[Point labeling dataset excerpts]
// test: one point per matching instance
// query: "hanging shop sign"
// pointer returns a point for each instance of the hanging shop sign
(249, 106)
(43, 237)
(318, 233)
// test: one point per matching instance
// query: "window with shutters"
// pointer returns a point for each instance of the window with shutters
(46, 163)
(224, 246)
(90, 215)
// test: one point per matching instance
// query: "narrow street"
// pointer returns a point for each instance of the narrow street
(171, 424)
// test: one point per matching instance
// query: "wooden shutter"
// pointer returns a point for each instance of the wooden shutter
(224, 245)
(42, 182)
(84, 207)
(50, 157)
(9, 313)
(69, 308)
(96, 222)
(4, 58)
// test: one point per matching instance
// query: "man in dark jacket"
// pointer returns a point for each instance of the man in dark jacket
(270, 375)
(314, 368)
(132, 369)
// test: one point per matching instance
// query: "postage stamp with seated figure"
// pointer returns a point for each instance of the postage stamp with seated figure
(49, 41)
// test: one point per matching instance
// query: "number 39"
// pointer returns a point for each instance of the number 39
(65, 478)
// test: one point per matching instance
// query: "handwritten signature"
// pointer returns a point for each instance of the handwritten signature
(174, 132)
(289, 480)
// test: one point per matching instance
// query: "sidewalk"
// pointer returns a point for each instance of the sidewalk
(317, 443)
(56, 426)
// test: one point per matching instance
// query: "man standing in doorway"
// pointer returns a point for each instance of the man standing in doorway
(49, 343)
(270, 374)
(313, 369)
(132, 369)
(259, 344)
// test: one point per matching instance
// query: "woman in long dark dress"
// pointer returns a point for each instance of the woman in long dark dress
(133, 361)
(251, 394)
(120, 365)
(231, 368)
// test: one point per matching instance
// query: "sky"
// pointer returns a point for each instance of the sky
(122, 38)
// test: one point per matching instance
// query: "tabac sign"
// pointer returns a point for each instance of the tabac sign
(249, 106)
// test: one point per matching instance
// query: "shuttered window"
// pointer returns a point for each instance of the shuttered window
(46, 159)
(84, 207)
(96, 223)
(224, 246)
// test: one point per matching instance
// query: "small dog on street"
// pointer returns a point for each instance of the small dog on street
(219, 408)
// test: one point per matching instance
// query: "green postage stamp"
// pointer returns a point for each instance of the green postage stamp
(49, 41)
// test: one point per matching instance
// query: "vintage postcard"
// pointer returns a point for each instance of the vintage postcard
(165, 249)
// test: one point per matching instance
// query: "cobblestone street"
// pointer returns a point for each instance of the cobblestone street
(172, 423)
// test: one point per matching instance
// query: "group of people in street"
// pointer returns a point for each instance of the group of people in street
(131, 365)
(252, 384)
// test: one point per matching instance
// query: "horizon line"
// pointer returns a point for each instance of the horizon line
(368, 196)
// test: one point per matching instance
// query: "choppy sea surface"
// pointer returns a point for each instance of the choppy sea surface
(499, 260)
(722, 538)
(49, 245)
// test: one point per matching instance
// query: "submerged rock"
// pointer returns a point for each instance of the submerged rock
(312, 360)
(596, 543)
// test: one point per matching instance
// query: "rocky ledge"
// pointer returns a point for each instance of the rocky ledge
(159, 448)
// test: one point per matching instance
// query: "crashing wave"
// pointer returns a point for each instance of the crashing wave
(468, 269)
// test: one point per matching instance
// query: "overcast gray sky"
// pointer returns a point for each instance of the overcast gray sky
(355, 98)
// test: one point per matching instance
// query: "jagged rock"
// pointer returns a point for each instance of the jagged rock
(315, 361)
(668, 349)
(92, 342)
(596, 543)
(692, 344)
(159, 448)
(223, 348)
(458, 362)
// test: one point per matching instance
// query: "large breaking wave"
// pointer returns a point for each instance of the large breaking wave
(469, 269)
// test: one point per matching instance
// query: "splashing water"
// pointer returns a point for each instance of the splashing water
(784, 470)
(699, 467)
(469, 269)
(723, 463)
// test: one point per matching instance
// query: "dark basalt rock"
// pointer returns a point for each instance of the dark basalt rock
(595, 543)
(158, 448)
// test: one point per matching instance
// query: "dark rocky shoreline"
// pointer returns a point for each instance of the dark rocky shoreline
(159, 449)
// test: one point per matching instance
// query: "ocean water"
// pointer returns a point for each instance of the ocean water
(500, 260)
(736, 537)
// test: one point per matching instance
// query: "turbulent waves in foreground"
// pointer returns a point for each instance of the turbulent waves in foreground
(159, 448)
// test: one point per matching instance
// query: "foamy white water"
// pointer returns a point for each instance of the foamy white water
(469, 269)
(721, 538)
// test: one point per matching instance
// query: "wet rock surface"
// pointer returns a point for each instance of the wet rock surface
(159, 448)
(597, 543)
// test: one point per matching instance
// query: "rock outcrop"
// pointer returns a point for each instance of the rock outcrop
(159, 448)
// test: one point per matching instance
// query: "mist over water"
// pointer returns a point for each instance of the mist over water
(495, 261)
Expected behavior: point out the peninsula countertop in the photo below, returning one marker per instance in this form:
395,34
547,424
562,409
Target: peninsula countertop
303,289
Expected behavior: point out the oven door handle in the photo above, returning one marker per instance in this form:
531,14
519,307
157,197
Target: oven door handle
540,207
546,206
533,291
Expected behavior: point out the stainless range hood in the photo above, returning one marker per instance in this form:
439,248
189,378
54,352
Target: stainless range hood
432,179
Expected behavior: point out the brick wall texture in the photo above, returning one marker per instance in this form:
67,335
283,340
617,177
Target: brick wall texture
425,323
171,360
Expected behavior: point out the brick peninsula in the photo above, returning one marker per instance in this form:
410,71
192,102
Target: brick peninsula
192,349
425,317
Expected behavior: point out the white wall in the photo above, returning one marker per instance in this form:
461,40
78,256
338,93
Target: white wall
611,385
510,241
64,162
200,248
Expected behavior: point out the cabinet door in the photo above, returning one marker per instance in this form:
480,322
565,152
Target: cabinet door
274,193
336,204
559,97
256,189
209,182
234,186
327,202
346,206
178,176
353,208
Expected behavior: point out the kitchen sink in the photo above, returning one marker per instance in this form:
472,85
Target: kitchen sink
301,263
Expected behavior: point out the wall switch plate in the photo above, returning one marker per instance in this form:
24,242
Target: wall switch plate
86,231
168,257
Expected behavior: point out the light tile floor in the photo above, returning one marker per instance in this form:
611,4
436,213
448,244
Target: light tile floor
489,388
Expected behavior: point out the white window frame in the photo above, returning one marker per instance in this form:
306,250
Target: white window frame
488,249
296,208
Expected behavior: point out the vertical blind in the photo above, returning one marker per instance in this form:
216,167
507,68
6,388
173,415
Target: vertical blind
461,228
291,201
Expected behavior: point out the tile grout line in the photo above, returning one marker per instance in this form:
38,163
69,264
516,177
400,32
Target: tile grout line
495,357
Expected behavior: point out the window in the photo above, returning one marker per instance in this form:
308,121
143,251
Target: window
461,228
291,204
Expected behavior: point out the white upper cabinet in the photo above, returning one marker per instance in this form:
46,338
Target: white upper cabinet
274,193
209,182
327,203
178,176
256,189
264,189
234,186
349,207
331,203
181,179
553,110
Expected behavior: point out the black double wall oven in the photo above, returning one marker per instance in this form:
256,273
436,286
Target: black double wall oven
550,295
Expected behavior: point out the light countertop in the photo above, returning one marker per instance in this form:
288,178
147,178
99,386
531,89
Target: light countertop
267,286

» Short task
Restate each entry exactly, skipping none.

» Task result
// test: one point per matching instance
// query: "hanging shop sign"
// pointer returns a point for each instance of the hanging shop sign
(249, 106)
(43, 237)
(318, 233)
// test: one point per matching instance
// query: "window with shutters"
// pointer returns a point for each instance of the window with shutters
(46, 163)
(224, 246)
(90, 215)
// test: one point per matching instance
// query: "narrow street"
// pointer returns a point for each instance of the narrow street
(171, 424)
// test: one point per matching instance
// query: "wooden shutter"
// pointer returns a point for each instance of the wooden shutter
(224, 245)
(42, 182)
(84, 207)
(50, 157)
(9, 313)
(69, 308)
(96, 222)
(4, 58)
// test: one point per matching instance
// query: "man in dark jacket"
// pointer returns a point for each instance of the man in dark jacket
(270, 375)
(314, 368)
(132, 369)
// test: one point per matching instance
// query: "postage stamp with seated figure"
// pointer returns a point for each instance of the postage stamp with seated figure
(49, 41)
// test: one point per matching instance
// query: "number 39"
// pointer returns a point for each instance of the number 39
(65, 478)
// test: one point per matching instance
// query: "handwritten signature"
// pointer returns a point for each instance of the handwritten signature
(174, 132)
(289, 480)
// test: one point per matching instance
// query: "sidewalk"
// pointer returns a point for each instance of the sidewalk
(317, 443)
(56, 426)
// test: one point per matching instance
// query: "man standing in doorway"
// pointer returns a point for each instance of the man standing in doorway
(49, 343)
(270, 374)
(313, 369)
(132, 369)
(259, 344)
// test: one point per matching instance
// query: "woman in long dark dress"
// pointer returns a point for each instance of the woman in long dark dress
(133, 361)
(251, 394)
(120, 365)
(231, 368)
// test: one point per matching instance
// query: "sky"
// pointer returns a point for each instance of the sky
(122, 38)
// test: one point per matching instance
// query: "tabac sign"
// pointer returns a point for each instance of the tabac sign
(249, 106)
// test: one point per matching instance
// query: "shuttered window"
// pointer returns a point for each instance of the shuttered window
(46, 159)
(84, 207)
(96, 223)
(224, 246)
// test: one point per matching instance
// query: "small dog on street"
// pointer returns a point for each instance of the small dog on street
(219, 408)
// test: one point per matching instance
// query: "green postage stamp"
// pointer returns a point for each instance of the green postage stamp
(49, 41)
// test: one point per matching instance
// query: "vintage postcard"
// pointer returns a point for each instance of the vintage postcard
(165, 249)
// test: one point per matching instance
// query: "cobblestone street"
// pointer returns a point for each instance of the cobblestone street
(172, 423)
// test: one point per matching instance
// query: "group of people in street"
// pointer returns a point for each instance of the group of people in street
(131, 365)
(252, 384)
// test: one point per matching instance
// query: "horizon line"
// pointer returns a point for each instance of the horizon line
(368, 196)
// test: one point per matching instance
// query: "choppy sea surface"
// pointer returns a point for each instance of the choppy sea surface
(499, 260)
(722, 538)
(49, 245)
// test: one point per matching instance
// query: "submerged rock"
// pointer returns a point for each instance of the submerged rock
(312, 360)
(596, 543)
// test: one point per matching instance
// query: "rocky ledge"
// pointer returns a point for each instance of the rocky ledge
(159, 448)
// test: one point per matching instance
// query: "crashing wave"
// pointer returns a point for each instance of the crashing wave
(468, 269)
// test: one point per matching instance
// query: "overcast gray sky"
// pointer returns a point for each instance of the overcast gray sky
(355, 98)
// test: one point per matching instance
// query: "jagged rock"
// pointer returns a point for each instance of the jagged rock
(315, 361)
(668, 349)
(92, 342)
(596, 543)
(692, 344)
(159, 448)
(223, 348)
(458, 362)
// test: one point per matching instance
// query: "large breaking wave"
// pointer returns a point for each instance of the large breaking wave
(469, 269)
// test: one point per matching instance
// query: "splashing water"
// pointer returns a point for each instance of the splashing water
(784, 470)
(699, 467)
(469, 269)
(723, 463)
// test: one point per matching instance
// query: "dark basalt rock"
// pointer returns a point for each instance of the dark basalt rock
(595, 543)
(158, 448)
// test: one point per matching instance
// query: "dark rocky shoreline"
// pointer returns a point for each instance of the dark rocky shoreline
(159, 449)
// test: one point per matching instance
// query: "ocean water"
// pointer returns a point for each instance of the ocean water
(500, 260)
(736, 537)
// test: one point per matching instance
// query: "turbulent waves in foreground"
// pointer returns a point for each instance of the turbulent waves in foreground
(159, 448)
// test: one point per matching instance
// query: "foamy white water"
// pointer returns a point for each instance of the foamy white water
(469, 269)
(721, 538)
// test: one point per matching instance
// query: "wet rock surface"
// pointer returns a point for each instance of the wet rock surface
(159, 448)
(597, 543)
// test: one point per matching instance
// query: "rock outcrop"
// pointer returns a point for each instance of the rock outcrop
(159, 448)
// test: one point per matching instance
// query: "mist over water"
// pointer returns a point for each instance of the mist over water
(495, 261)
Expected behavior: point out the peninsula countertop in the photo below, returning one marker per instance in this form:
395,34
547,424
562,409
Target: peninsula countertop
303,289
Expected behavior: point out the oven door handle in the photo above, returning one marker per instance in this form:
531,14
519,307
157,197
Target: oven door handle
540,207
546,206
533,291
Expected behavior: point out the stainless range hood in the photo above, returning one marker per instance in this form:
439,248
189,378
54,352
Target: stainless range hood
432,179
Expected behavior: point out the brick wall texture in the photo above, returning one marker per instance in this form:
67,335
283,340
617,177
Target: brick wall texture
425,323
171,360
Expected behavior: point out the brick peninsula in the photo above, returning one marker per instance in this form:
410,71
192,102
Target: brick peninsula
192,349
425,317
Expected behavior: point out the white wall in the photo above, returning one marker per instance in this form:
461,40
78,256
338,93
Target: white wall
611,385
510,241
64,162
200,248
Expected behavior: point out the cabinet door in the photo above, returning one marker per instance in this form:
480,322
565,152
Target: cabinet door
274,193
336,204
559,97
256,189
209,182
234,186
327,202
346,206
178,176
353,208
Expected behavior: point out the kitchen sink in the photo above, returning one marker per instance in this form:
472,85
Target: kitchen sink
301,263
Expected behavior: point out the wall switch plate in the photo above, returning one marker per instance in this form:
24,242
Target: wall switch plate
86,231
168,257
Expected behavior: point out the light tile floor in the photo above, returning one marker per instance in this form:
611,4
436,213
448,244
Target: light tile floor
489,388
Expected behavior: point out the white window frame in the photo above, returning one marker per instance in this form:
306,250
Target: white window frame
488,249
296,208
Expected behavior: point out the vertical blind in the photo above, returning one marker per instance in this form:
216,167
507,68
6,388
173,415
Target: vertical blind
461,228
291,201
Expected behavior: point out the tile grout line in the photo above, returning one marker per instance in this form:
38,163
69,264
516,177
400,32
Target: tile grout line
495,357
Expected behavior: point out the window in the photo above, returning one marker per instance in this form:
308,121
143,251
Target: window
461,228
291,204
Expected behavior: point out the white upper cabinet in the photo above, returning one marker per instance in this form:
46,338
Target: white upper cabinet
274,193
209,182
327,203
178,176
256,189
264,189
234,186
349,207
331,203
181,179
553,110
Expected behavior: point out the black double wall oven in the photo above, returning one marker per instance in this form:
256,273
436,286
Target: black double wall oven
550,295
Expected behavior: point out the light countertop in the photo above, returning one marker per instance in this form:
288,178
147,178
99,386
531,89
Target: light countertop
267,286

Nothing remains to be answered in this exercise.